**Task requirements**:
1) Could you extract the part of the post about James Tiptree Jr. from "I've always been" to "of good humour."?
2) Can you extend the post about James Tiptree Jr., picking up after its final sentence?

[START Passage given]

I've always been a big fan of James Tiptree Jr., since reading 'The Women Men Don't See' and 'Your Faces, Oh My Sister, Your Faces Filled With Light!' as a pre-teen. Later I discovered the story behind the name, and she's enchanted me ever since.
Doesn't she just look like someone worth knowing?
Her real name was Alice Sheldon. She masqueraded as a man to the SF community for many years, after initially choosing a pseudonym out of concern for her academic career. Robert Silverberg wrote a famous introduction claiming that the rumours about ehr sex couldn't possibly be true, Tiptree was a distinctly 'masculine' author. A couple of years later the truth came out and, from what I've heard, everyone took it with a modicum of good humour.
Her death was shocking; in 1987 she took the life of her invalid husband and then her own.
Her work has been most praised for its exploration of gender roles, and in 1991 the James Tiptree Jr. Award was created to “reward those women and men who are bold enough to contemplate shifts and changes in gender roles, a fundamental aspect of any society” (from the introduction).

[END Passage given]
[START Records shown]

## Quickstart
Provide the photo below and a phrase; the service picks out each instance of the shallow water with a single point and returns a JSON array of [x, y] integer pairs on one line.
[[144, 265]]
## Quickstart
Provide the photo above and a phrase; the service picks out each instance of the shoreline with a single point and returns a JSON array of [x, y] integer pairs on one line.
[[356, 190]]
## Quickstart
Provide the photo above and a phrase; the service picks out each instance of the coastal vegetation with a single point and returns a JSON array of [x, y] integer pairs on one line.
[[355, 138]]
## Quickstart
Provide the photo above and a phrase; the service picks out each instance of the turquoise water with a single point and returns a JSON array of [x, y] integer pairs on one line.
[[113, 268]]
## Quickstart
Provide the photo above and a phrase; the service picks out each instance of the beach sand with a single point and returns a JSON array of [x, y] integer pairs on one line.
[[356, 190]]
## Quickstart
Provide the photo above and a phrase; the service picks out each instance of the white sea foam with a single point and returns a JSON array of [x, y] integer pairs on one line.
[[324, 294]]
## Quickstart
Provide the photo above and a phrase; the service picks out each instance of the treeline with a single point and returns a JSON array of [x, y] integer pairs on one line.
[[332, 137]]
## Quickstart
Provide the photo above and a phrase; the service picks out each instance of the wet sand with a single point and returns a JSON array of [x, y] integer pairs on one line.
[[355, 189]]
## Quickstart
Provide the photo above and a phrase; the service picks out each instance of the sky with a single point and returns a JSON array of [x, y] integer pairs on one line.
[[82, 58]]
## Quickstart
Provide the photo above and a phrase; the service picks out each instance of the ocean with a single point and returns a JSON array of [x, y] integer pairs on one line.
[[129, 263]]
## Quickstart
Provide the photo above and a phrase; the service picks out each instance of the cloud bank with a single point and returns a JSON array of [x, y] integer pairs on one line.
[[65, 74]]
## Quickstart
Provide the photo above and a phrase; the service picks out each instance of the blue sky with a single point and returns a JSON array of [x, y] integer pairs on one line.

[END Records shown]

**Outputs in order**:
1)
I've always been a big fan of James Tiptree Jr., since reading 'The Women Men Don't See' and 'Your Faces, Oh My Sister, Your Faces Filled With Light!' as a pre-teen. Later I discovered the story behind the name, and she's enchanted me ever since.
Doesn't she just look like someone worth knowing?
Her real name was Alice Sheldon. She masqueraded as a man to the SF community for many years, after initially choosing a pseudonym out of concern for her academic career. Robert Silverberg wrote a famous introduction claiming that the rumours about ehr sex couldn't possibly be true, Tiptree was a distinctly 'masculine' author. A couple of years later the truth came out and, from what I've heard, everyone took it with a modicum of good humour.

2)
This is the first anthology created by the award team. It includes some of the winning stories and several essays about the history of the award, about Tiptree, about the field in general. The quality is uneven; there are some gems that are worth reading.
The opening story, 'Birth Days' by Geoff Ryman, is very good. Alice Sheldon's letter to her editor about her pseudnym is priceless. The essays are sometimes pedantic and unnecessary (LeGuin's diatribe on genre – so 1996) and sometimes overwritten and unnecessary ('Judging the Tiptree'). But 'Looking Through Lace' by Ruth Nestvold is very good as well.
The anthology concludes with an odd triplet, first Hans Christian Anderson's fairy tale 'The Snow Queen' and then two modern reinterpretations. I found the first modern story overly didactic (she doesn't marry him and live happily ever after! Cause she doesn't need him! Cause of feminism! Get it?!) but 'Travels with the Snow Queen', by Kelly Link, was at least funny.
As a whole: almost worthy of the women whose fake name is on the cover.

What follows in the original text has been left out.